SET PROBLEM » Transcribe the lines of the records starting with the one that has "Please tag the large" in it and ending with the last, and transcribe nothing else.

DATA ENTRIES »
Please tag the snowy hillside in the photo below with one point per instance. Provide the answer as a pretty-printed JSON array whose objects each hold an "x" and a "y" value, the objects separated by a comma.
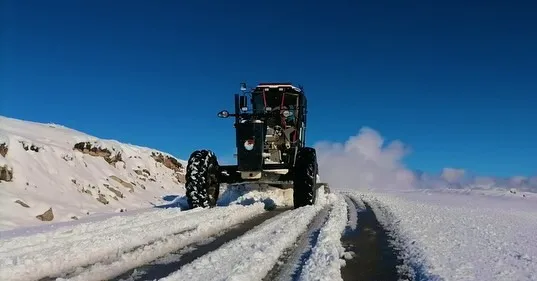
[{"x": 50, "y": 173}]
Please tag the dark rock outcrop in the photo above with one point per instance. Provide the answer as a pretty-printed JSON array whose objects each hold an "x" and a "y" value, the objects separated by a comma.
[{"x": 46, "y": 216}]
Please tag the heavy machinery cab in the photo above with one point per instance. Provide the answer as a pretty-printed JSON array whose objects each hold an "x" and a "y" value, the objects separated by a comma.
[{"x": 270, "y": 129}]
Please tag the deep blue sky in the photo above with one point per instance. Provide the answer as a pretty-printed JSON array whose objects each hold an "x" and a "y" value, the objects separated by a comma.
[{"x": 455, "y": 81}]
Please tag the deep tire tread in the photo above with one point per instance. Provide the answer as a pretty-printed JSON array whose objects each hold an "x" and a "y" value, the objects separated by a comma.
[
  {"x": 305, "y": 177},
  {"x": 202, "y": 186}
]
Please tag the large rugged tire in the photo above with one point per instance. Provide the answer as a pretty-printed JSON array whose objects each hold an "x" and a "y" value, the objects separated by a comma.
[
  {"x": 202, "y": 186},
  {"x": 305, "y": 177}
]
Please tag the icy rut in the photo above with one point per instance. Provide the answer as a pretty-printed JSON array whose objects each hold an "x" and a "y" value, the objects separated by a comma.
[
  {"x": 110, "y": 241},
  {"x": 251, "y": 256}
]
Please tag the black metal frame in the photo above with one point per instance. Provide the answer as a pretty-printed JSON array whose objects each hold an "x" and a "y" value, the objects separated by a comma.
[{"x": 229, "y": 173}]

EXPECTED ANSWER »
Please tag the large rugged tire in the photo above with one point per instance. Provide the answer as a pretty-printed JSON array whose objects each hold an "x" and a "y" value, the objects separated by a comma.
[
  {"x": 202, "y": 186},
  {"x": 305, "y": 177}
]
Please tag the icy rut in the photo above with one point per instance. Provide the answer as a pretty-printed JSON array whose objects each hold an "x" and a "y" value, the objects separated by a comma.
[
  {"x": 110, "y": 241},
  {"x": 251, "y": 256}
]
Please tag the black metal frame in the photo above with one point per instance. Provide the answer as a pretty-printed JSON array whose objects each hold an "x" and a "y" value, the objects separated by a comma.
[{"x": 229, "y": 173}]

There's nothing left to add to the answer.